[DATA SUPPLIED Boundary: Start]

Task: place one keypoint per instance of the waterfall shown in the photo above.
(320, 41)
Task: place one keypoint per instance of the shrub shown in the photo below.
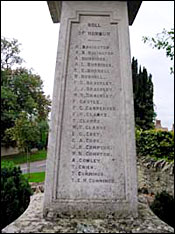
(15, 193)
(156, 143)
(163, 207)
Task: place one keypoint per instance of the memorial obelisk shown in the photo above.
(91, 162)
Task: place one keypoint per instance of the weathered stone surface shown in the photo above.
(91, 163)
(31, 221)
(155, 176)
(55, 10)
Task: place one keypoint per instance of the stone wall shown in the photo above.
(155, 176)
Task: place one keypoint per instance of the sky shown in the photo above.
(30, 23)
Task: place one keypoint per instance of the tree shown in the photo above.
(21, 91)
(25, 133)
(165, 41)
(9, 53)
(143, 97)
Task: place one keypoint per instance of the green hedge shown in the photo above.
(163, 207)
(15, 193)
(155, 143)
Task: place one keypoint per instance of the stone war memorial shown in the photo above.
(91, 173)
(91, 162)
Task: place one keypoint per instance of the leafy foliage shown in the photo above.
(165, 41)
(143, 97)
(21, 91)
(15, 193)
(155, 143)
(163, 207)
(10, 53)
(25, 132)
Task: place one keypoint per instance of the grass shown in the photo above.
(22, 158)
(36, 177)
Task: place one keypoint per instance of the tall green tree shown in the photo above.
(21, 91)
(165, 41)
(143, 97)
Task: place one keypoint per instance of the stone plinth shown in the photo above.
(91, 163)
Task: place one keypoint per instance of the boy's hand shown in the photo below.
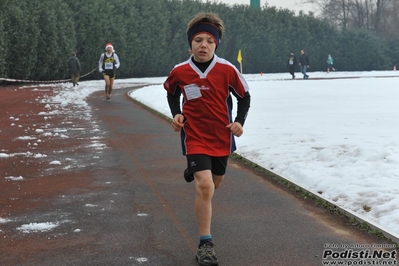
(236, 129)
(177, 122)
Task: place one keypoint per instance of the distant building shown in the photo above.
(255, 3)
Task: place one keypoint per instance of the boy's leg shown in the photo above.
(111, 85)
(205, 189)
(107, 85)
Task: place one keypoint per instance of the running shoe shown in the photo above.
(206, 255)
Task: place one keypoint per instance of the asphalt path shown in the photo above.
(136, 209)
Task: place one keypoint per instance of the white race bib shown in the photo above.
(109, 66)
(192, 91)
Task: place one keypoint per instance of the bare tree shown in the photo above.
(381, 16)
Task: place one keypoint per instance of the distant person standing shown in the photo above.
(304, 63)
(330, 63)
(291, 64)
(107, 65)
(74, 68)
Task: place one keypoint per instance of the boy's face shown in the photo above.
(203, 47)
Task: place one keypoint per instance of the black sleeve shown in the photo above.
(243, 104)
(174, 102)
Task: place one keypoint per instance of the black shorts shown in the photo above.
(111, 75)
(199, 162)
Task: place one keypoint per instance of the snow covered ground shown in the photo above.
(336, 135)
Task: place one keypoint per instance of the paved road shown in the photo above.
(133, 207)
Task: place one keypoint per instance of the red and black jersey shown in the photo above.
(207, 104)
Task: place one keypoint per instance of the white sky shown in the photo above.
(294, 5)
(338, 137)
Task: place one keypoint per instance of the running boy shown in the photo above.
(107, 65)
(205, 119)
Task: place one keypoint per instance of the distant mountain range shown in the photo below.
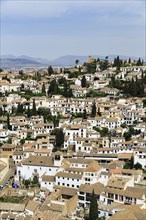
(11, 61)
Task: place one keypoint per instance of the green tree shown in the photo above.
(83, 82)
(129, 164)
(53, 88)
(8, 122)
(59, 138)
(93, 111)
(84, 114)
(28, 112)
(1, 111)
(104, 64)
(50, 70)
(137, 166)
(93, 211)
(43, 89)
(20, 109)
(33, 112)
(77, 61)
(139, 62)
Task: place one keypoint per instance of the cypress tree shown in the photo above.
(83, 82)
(28, 112)
(43, 88)
(93, 113)
(84, 114)
(132, 163)
(50, 70)
(59, 138)
(93, 211)
(8, 122)
(34, 112)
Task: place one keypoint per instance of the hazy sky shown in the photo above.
(49, 29)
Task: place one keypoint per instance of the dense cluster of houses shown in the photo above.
(87, 160)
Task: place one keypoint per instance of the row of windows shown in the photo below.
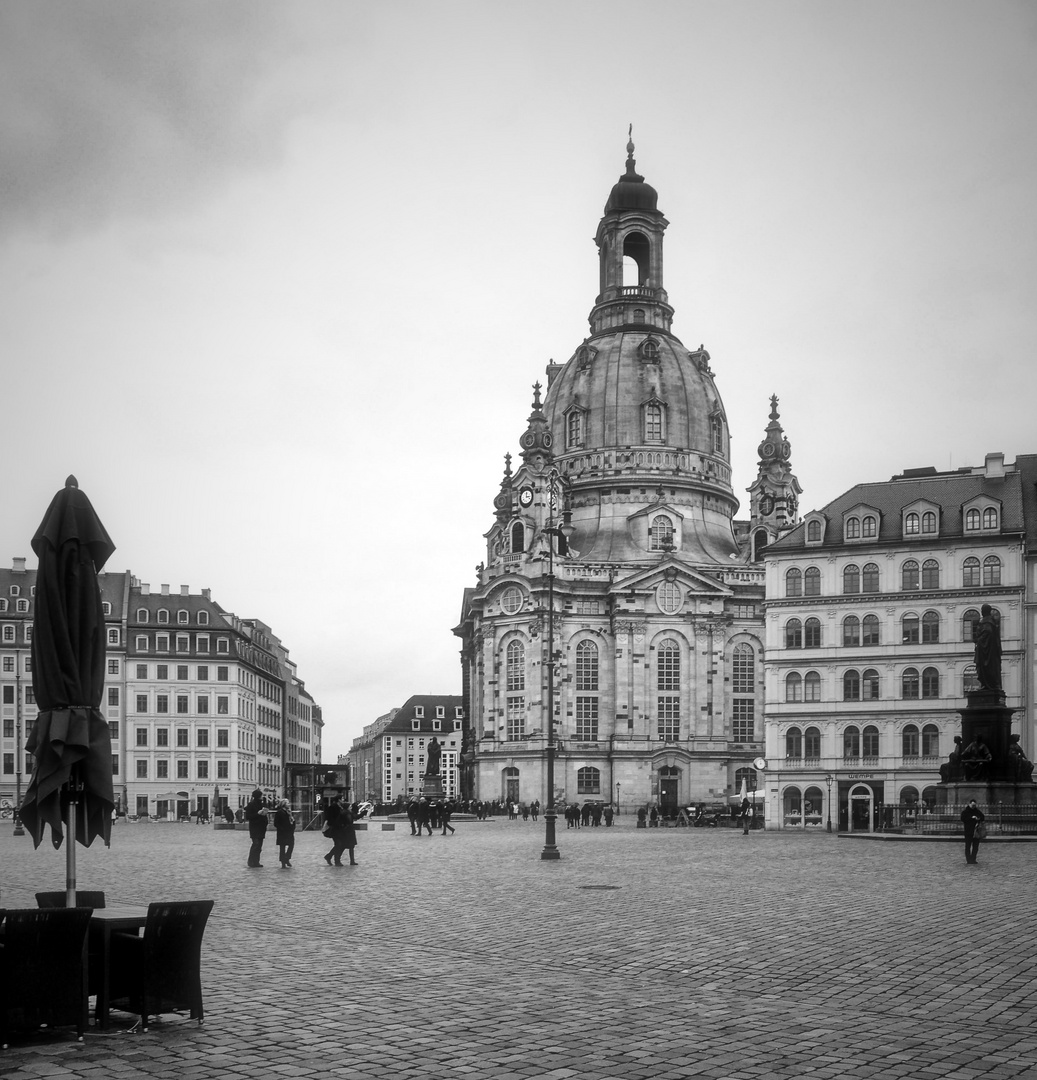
(806, 634)
(914, 742)
(865, 686)
(912, 577)
(162, 617)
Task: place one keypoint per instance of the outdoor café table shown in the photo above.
(105, 921)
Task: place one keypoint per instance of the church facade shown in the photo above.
(620, 605)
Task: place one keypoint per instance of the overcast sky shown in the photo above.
(277, 278)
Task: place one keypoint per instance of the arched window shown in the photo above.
(668, 683)
(515, 685)
(794, 743)
(930, 741)
(794, 582)
(908, 684)
(517, 538)
(717, 426)
(930, 683)
(908, 576)
(660, 535)
(589, 781)
(851, 742)
(793, 687)
(654, 422)
(910, 738)
(851, 685)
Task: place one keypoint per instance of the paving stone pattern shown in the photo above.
(716, 955)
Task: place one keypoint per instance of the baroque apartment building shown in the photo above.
(619, 597)
(202, 706)
(870, 613)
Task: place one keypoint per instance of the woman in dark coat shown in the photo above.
(338, 825)
(284, 823)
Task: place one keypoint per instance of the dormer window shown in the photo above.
(649, 351)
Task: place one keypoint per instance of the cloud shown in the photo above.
(110, 108)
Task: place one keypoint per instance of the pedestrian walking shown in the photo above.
(972, 819)
(338, 827)
(284, 828)
(256, 815)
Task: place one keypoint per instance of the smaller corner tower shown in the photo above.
(775, 494)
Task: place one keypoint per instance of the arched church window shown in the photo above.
(660, 535)
(517, 538)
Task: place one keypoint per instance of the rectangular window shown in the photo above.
(516, 717)
(587, 719)
(669, 717)
(743, 719)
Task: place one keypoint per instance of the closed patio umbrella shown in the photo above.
(71, 777)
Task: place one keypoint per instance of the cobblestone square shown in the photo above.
(640, 954)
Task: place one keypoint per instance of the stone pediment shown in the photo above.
(692, 581)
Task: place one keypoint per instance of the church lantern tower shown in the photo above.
(622, 512)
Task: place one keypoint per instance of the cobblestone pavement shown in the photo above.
(641, 954)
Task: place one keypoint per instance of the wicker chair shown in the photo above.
(161, 970)
(42, 970)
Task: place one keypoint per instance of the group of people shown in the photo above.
(427, 815)
(338, 827)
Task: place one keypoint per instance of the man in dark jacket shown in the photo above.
(256, 815)
(971, 817)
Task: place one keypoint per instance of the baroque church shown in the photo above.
(619, 592)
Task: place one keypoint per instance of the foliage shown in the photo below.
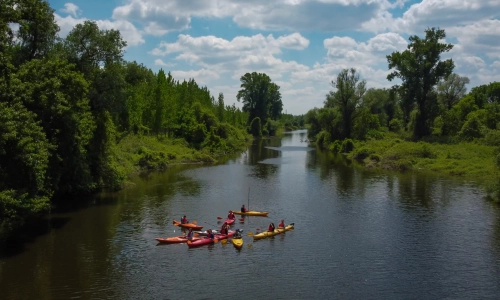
(350, 90)
(255, 127)
(261, 97)
(420, 69)
(451, 90)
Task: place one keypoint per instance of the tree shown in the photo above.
(452, 89)
(37, 29)
(347, 97)
(220, 107)
(420, 69)
(261, 97)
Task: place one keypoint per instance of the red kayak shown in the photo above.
(208, 241)
(188, 225)
(224, 236)
(175, 239)
(200, 242)
(230, 221)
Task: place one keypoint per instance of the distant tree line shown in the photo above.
(431, 102)
(65, 104)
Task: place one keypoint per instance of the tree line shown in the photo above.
(430, 102)
(65, 103)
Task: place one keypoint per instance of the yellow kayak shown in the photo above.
(237, 242)
(276, 231)
(251, 213)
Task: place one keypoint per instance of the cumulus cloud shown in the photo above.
(128, 31)
(434, 13)
(71, 9)
(238, 56)
(160, 62)
(161, 17)
(202, 76)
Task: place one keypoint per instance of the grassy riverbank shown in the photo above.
(135, 153)
(470, 161)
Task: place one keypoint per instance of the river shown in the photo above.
(358, 234)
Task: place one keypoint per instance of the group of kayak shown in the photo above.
(197, 238)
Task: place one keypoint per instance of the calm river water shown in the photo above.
(358, 235)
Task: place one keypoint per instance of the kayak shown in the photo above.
(175, 239)
(265, 234)
(204, 233)
(287, 227)
(200, 242)
(208, 241)
(188, 225)
(276, 231)
(224, 236)
(230, 221)
(251, 213)
(237, 242)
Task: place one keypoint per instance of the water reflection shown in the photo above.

[DATA SUPPLIED Boundary: End]

# EXERCISE OBJECTIVE:
Recopy the whole listing above precisely, excluding images.

# SOLUTION TO THIS PROBLEM:
Task: place one keypoint per instance of the waterfall shown in the photo above.
(320, 41)
Task: place one keypoint per instance of the shrub shown in the photo below.
(15, 193)
(156, 143)
(163, 207)
Task: place one keypoint per instance of the memorial obelisk shown in the photo above.
(91, 162)
Task: place one keypoint per instance of the weathered stone surface shown in the photo above.
(91, 163)
(31, 221)
(155, 176)
(55, 10)
Task: place one keypoint per instance of the stone wall shown in the photo above.
(155, 176)
Task: place one keypoint per instance of the sky shown in the photo above.
(30, 23)
Task: place one keypoint per instance of the tree shown in the photo above.
(21, 91)
(25, 133)
(165, 41)
(9, 53)
(143, 97)
Task: place one keypoint per instance of the green hedge shown in the photo above.
(163, 207)
(15, 193)
(155, 143)
Task: place one keypoint per instance of the stone war memorial shown in the photo above.
(91, 173)
(91, 162)
Task: place one keypoint per instance of the leafy foliage shown in the photo above.
(165, 41)
(143, 97)
(21, 91)
(15, 193)
(155, 143)
(163, 207)
(10, 53)
(25, 132)
Task: place one keypoint per instance of the grass shown in the photo above.
(22, 158)
(36, 177)
Task: place one keypoint per instance of the tall green tree shown in the photo above.
(21, 91)
(165, 41)
(143, 97)
Task: place one keypoint per instance of the stone plinth shown in the photo above.
(91, 163)
Task: place one keypoint per instance of the boy's hand shown in the photo below.
(236, 129)
(177, 122)
Task: place one keypoint per instance of the distant building shown in the photo above.
(255, 3)
Task: place one keypoint per instance of the boy's leg shown in the photo above.
(111, 85)
(205, 189)
(107, 85)
Task: place one keypoint per instance of the running shoe shown in the photo above.
(206, 255)
Task: place one keypoint per instance of the asphalt path shown in the photo above.
(136, 209)
Task: place one keypoint per instance of the white race bib shown in the photo above.
(109, 66)
(192, 91)
Task: place one keypoint per instance of the bare tree shown in the photo above.
(381, 16)
Task: place one keypoint per instance of the distant person standing shown in the photo above.
(304, 63)
(330, 63)
(291, 64)
(107, 65)
(74, 68)
Task: place one keypoint per instance of the boy's face shown in the photo above.
(203, 47)
Task: place one keypoint per instance of the black sleeve shown in the photo above.
(243, 104)
(174, 102)
Task: place one keypoint per instance of the black shorts shown in the photo above.
(111, 75)
(199, 162)
Task: place one keypoint per instance of the snow covered ground shown in the photo above.
(336, 135)
Task: place one keypoint per instance of the paved road shown in the photo above.
(133, 207)
Task: place one keypoint per instance of the red and black jersey shown in the photo above.
(207, 104)
Task: place one keypoint per instance of the white sky shown in the photo above.
(294, 5)
(338, 137)
Task: place one keypoint per instance of the running boy shown in the photo above.
(107, 65)
(205, 119)
Task: place one keypoint per instance of the distant mountain range shown in the photo below.
(11, 61)
Task: place one keypoint per instance of the green tree shown in the photo above.
(83, 82)
(129, 164)
(53, 88)
(8, 122)
(59, 138)
(93, 111)
(84, 114)
(28, 112)
(1, 111)
(104, 64)
(50, 70)
(137, 166)
(93, 211)
(43, 89)
(20, 109)
(33, 112)
(77, 61)
(139, 62)
Task: place one keypoint per instance of the cypress tree shown in the photo above.
(83, 82)
(28, 112)
(43, 88)
(93, 113)
(84, 114)
(132, 163)
(50, 70)
(59, 138)
(93, 211)
(8, 122)
(34, 112)
Task: place one keypoint per instance of the hazy sky shown in the photo above.
(49, 29)
Task: place one keypoint per instance of the dense cluster of houses shown in the photo above.
(87, 160)
Task: place one keypoint per instance of the row of windows shown in the photo below.
(806, 634)
(914, 742)
(865, 686)
(912, 577)
(162, 617)
Task: place one keypoint per instance of the outdoor café table shown in the photo above.
(105, 921)
Task: place one keypoint per instance of the church facade shown in the photo above.
(620, 605)
Task: place one keypoint per instance of the overcast sky shown in the photo above.
(277, 278)
Task: place one keypoint per instance of the arched window shown in the photo above.
(668, 683)
(515, 685)
(794, 743)
(930, 741)
(794, 582)
(908, 684)
(517, 538)
(717, 426)
(930, 683)
(908, 576)
(660, 535)
(589, 781)
(851, 742)
(793, 687)
(654, 422)
(910, 738)
(851, 685)
Task: place one keypoint per instance of the paving stone pattern shown in the photo above.
(716, 955)
Task: place one keypoint per instance of the baroque apartment building shown in the photo above.
(619, 597)
(202, 706)
(870, 613)
Task: place one keypoint per instance of the woman in dark coat shown in the photo above.
(338, 825)
(284, 823)
Task: place one keypoint per instance of the dormer window shown in the photo above.
(649, 351)
Task: place one keypoint per instance of the cloud shown in the photo above.
(110, 108)
Task: place one keypoint per instance of the pedestrian walking shown in the photo above.
(972, 819)
(338, 827)
(284, 828)
(256, 815)
Task: place one keypoint per instance of the smaller corner tower shown in the photo above.
(775, 494)
Task: place one keypoint per instance of the arched church window shown in the photo above.
(660, 535)
(517, 538)
Task: place one keypoint per instance of the rectangular window shown in the photo above.
(516, 717)
(587, 719)
(669, 717)
(743, 719)
Task: place one keypoint per instance of the closed patio umbrella shown in the photo above.
(71, 777)
Task: place one keypoint per instance of the cobblestone square shown in the photo above.
(640, 954)
Task: place one keypoint per instance of the stone pediment shown in the photo above.
(692, 581)
Task: place one keypoint per instance of the church lantern tower shown in the photo above.
(622, 512)
Task: place one keypoint per instance of the cobblestone pavement shown in the photo above.
(641, 954)
Task: place one keypoint per instance of the wicker chair shown in the photo above.
(161, 970)
(42, 970)
Task: place one keypoint per instance of the group of people shown in the photo above.
(427, 815)
(338, 827)
Task: place one keypoint per instance of the man in dark jacket shown in the photo above.
(256, 815)
(971, 817)
Task: place one keypoint per instance of the baroque church shown in the photo above.
(619, 592)
Task: place one keypoint per instance of the foliage shown in the photo below.
(350, 90)
(255, 127)
(261, 97)
(420, 69)
(451, 90)
Task: place one keypoint per instance of the tree shown in the photo above.
(452, 89)
(37, 29)
(347, 97)
(220, 107)
(420, 69)
(261, 97)
Task: place one keypoint per instance of the red kayak shown in the photo above.
(208, 241)
(188, 225)
(224, 236)
(175, 239)
(200, 242)
(230, 221)
Task: place one keypoint per instance of the distant tree line shown in the photo above.
(431, 102)
(65, 104)
Task: place one keypoint per instance of the tree line shown in the photo above.
(430, 102)
(65, 103)
Task: place one keypoint per instance of the yellow kayak shown in the photo above.
(237, 242)
(276, 231)
(251, 213)
Task: place one keypoint per instance of the cumulus cloud shown in the photo above.
(128, 31)
(434, 13)
(71, 9)
(238, 56)
(160, 62)
(161, 17)
(202, 76)
Task: place one keypoint per instance of the grassy riverbank shown in the photo above.
(135, 153)
(470, 161)
Task: place one keypoint per instance of the river shown in the photo above.
(358, 234)
Task: place one keypoint per instance of the group of kayak shown in the photo above.
(197, 238)
Task: place one keypoint per instance of the calm river water shown in the photo above.
(358, 235)
Task: place one keypoint per instance of the kayak shown in the photo above.
(175, 239)
(265, 234)
(204, 233)
(287, 227)
(200, 242)
(208, 241)
(188, 225)
(276, 231)
(224, 236)
(230, 221)
(251, 213)
(237, 242)
Task: place one keypoint per instance of the water reflection shown in the photo above.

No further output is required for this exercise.